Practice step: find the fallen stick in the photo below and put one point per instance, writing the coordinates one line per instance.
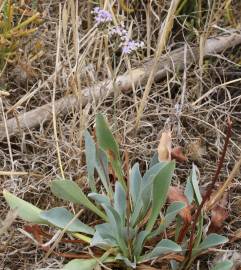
(139, 76)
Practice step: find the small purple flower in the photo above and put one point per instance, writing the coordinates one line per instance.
(130, 46)
(118, 31)
(101, 16)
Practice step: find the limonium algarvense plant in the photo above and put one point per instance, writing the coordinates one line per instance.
(126, 208)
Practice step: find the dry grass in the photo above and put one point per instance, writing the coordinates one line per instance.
(76, 56)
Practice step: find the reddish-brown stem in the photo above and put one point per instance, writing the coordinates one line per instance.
(211, 186)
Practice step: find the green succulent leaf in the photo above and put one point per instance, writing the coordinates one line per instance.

• WHAT YOU NEED TO DO:
An exact, word-for-word version of the material is required, free of pictures.

• EXERCISE RESPONSE:
Practice step: find the fallen stick in the photo below and put one point per instance, writing the coordinates one line per instance.
(139, 76)
Practice step: find the small purple flower in the photo above and put one point per instance, writing the coordinates one line per instance.
(130, 46)
(118, 31)
(101, 16)
Practice step: find the limonium algarvense plant in the photo above and put one point per instance, writing the coordinates one line per instance.
(126, 208)
Practice step: find the dry grass in the photo above and put one point per instance, writing the coordinates one line per instance.
(76, 56)
Practice step: find the reddish-brown stem in the photo above and put one point per instance, writing the coordinates one line per instance.
(211, 186)
Practice step: find the green succulent leaf in the photo above and put one point per instance, writing the coordinates one line per instance.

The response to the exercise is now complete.